:: Data

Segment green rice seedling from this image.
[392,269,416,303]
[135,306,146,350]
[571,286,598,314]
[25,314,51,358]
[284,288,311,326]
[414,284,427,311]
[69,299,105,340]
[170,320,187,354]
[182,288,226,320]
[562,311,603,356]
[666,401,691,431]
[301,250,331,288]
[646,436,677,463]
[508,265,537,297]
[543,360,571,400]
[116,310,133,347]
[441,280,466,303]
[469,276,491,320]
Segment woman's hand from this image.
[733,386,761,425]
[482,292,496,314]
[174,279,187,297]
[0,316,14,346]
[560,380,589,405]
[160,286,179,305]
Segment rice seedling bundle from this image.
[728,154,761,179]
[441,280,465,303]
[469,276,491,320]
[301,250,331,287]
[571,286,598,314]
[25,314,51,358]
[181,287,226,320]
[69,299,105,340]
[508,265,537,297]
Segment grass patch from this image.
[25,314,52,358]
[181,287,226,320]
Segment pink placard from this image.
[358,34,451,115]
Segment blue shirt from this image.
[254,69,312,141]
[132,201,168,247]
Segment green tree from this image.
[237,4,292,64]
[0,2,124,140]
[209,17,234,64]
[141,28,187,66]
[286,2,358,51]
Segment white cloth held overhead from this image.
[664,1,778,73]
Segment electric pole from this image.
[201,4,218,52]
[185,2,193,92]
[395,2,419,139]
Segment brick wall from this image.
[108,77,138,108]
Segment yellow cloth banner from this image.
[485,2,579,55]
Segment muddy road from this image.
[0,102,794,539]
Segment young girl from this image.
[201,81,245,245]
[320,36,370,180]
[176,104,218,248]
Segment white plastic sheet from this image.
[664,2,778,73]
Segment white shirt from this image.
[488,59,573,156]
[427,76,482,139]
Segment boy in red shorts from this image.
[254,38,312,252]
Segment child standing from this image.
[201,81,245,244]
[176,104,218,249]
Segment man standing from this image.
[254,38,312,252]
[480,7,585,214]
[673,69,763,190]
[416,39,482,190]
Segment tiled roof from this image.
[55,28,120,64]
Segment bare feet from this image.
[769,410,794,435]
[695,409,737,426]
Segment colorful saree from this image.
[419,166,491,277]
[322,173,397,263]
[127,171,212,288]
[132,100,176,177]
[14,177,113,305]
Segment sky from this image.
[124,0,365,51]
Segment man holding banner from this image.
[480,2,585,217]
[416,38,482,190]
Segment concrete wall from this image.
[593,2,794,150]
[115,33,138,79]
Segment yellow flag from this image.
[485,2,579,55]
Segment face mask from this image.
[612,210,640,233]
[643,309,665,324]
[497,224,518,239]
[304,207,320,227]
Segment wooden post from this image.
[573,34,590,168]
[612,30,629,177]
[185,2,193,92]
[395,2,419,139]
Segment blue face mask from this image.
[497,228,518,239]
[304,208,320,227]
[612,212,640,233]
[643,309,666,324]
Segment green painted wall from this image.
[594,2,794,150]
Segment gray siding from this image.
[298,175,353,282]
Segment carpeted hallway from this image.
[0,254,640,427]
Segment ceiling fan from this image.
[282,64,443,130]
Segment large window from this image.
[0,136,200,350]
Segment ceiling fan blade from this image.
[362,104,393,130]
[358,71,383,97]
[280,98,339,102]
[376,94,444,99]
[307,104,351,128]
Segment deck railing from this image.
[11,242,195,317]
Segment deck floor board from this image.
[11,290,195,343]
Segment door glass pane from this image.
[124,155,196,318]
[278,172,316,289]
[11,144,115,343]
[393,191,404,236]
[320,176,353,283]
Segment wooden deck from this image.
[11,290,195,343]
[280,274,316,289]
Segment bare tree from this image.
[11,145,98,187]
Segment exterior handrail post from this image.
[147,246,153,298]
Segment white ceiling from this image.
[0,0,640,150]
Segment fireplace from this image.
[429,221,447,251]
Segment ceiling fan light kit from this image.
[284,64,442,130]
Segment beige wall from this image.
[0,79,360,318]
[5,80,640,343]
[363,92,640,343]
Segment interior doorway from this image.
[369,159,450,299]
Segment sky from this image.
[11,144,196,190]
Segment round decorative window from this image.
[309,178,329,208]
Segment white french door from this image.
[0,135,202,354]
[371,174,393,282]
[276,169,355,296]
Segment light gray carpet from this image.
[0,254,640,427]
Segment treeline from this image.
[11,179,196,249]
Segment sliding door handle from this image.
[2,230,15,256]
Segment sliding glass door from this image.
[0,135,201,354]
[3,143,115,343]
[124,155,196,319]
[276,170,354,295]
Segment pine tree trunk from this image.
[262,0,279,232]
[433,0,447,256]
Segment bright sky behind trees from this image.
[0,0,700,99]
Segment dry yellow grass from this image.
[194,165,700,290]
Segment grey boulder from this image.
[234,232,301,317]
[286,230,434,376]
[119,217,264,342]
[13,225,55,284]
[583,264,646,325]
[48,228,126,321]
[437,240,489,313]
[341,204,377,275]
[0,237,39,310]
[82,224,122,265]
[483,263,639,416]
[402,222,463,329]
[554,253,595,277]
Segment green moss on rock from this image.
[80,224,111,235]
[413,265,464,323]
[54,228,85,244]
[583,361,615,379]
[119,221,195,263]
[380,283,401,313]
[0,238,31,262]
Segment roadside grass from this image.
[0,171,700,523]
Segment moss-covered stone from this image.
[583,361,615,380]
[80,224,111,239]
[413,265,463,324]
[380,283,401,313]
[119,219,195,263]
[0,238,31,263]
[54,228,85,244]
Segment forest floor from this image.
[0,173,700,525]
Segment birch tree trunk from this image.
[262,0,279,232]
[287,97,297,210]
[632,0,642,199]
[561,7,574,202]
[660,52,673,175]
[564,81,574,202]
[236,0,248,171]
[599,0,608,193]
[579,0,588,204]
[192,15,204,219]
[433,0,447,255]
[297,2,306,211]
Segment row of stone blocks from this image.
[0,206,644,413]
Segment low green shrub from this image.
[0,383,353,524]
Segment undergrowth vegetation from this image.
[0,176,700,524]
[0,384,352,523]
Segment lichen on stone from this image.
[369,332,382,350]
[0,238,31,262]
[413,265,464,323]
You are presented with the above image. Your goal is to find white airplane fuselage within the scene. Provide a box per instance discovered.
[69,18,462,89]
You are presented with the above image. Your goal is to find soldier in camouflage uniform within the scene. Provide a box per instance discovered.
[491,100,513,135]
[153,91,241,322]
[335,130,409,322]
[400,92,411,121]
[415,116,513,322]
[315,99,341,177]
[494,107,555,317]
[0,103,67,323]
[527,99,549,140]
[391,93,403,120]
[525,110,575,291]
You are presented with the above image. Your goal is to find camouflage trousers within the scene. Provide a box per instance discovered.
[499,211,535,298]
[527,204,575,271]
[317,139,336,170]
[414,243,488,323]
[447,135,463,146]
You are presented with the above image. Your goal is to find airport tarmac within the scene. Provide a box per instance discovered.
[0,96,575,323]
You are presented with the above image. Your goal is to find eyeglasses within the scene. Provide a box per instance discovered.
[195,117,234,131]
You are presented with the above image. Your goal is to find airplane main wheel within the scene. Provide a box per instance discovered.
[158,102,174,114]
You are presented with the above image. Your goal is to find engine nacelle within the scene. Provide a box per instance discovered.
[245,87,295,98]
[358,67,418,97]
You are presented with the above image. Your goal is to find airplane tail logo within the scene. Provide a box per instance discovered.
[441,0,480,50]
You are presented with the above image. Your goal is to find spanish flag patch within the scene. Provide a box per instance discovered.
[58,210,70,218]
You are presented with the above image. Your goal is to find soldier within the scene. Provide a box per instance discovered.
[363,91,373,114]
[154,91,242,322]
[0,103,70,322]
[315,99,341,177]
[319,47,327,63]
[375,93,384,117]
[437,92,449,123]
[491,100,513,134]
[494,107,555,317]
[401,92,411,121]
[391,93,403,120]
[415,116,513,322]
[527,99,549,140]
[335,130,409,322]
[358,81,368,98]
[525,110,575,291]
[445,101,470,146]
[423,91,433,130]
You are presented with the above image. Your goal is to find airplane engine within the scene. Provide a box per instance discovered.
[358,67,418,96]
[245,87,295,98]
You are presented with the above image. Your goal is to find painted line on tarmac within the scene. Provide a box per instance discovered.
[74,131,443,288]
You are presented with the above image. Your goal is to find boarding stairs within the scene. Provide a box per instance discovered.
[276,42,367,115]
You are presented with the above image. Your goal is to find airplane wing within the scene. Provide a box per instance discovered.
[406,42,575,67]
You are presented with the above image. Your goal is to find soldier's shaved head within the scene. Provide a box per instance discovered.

::::

Copy the part above that opens with the line containing "Segment white cloth" and closes with the line containing "[280,274,316,289]", switching "wooden" to "timber" and leaving everything else as it is.

Segment white cloth held overhead from this image.
[664,1,778,73]
Segment electric pole from this image.
[201,4,218,52]
[185,2,193,92]
[395,2,419,139]
Segment brick wall from this image.
[108,77,138,108]
Segment yellow cloth banner from this image.
[485,2,579,55]
Segment muddy road from this image.
[0,102,794,539]
Segment young girl from this image.
[201,81,245,245]
[320,36,370,180]
[176,104,218,248]
Segment white plastic sheet from this image.
[664,2,778,73]
Segment white shirt from this image.
[488,59,573,156]
[427,76,482,139]
Segment boy in red shorts from this image.
[254,38,312,252]
Segment child standing from this image.
[201,81,245,244]
[176,104,218,249]
Segment man standing from this image.
[254,38,312,252]
[480,7,585,214]
[673,69,763,190]
[416,39,482,190]
Segment tiled roof from this image.
[55,28,120,64]
Segment bare feet from this image.
[769,410,794,435]
[695,409,737,426]
Segment colorful saree from this image.
[419,166,491,277]
[322,173,397,263]
[127,171,212,288]
[132,100,176,177]
[14,177,113,305]
Segment sky from this image.
[124,0,365,51]
Segment man holding banner from this image.
[480,2,585,217]
[416,38,482,190]
Segment concrete wall from this image.
[593,2,794,150]
[115,33,138,79]
Segment yellow flag from this image.
[485,2,579,55]
Segment face mask from this image.
[612,210,640,233]
[643,309,665,324]
[497,224,518,239]
[304,207,320,227]
Segment timber post from this image.
[573,34,590,168]
[612,30,629,177]
[185,2,193,92]
[395,2,419,139]
Segment blue face mask from this image.
[497,228,518,239]
[304,208,320,227]
[612,212,640,233]
[643,309,666,324]
Segment green painted wall from this image.
[594,2,794,150]
Segment gray siding from this image.
[298,175,353,282]
Segment carpeted hallway from this image.
[0,254,640,427]
Segment ceiling fan from this image.
[282,64,443,130]
Segment large window from this image.
[0,136,200,350]
Segment ceiling fan blade from this image.
[362,104,393,130]
[358,71,383,97]
[280,98,339,102]
[376,94,444,99]
[307,104,351,128]
Segment deck railing from this image.
[11,242,195,317]
Segment deck floor board from this image.
[11,290,195,343]
Segment door glass pane from this image.
[124,155,196,318]
[278,172,316,289]
[11,144,115,343]
[393,191,404,236]
[320,176,353,283]
Segment timber deck from this image.
[11,290,195,343]
[280,274,316,289]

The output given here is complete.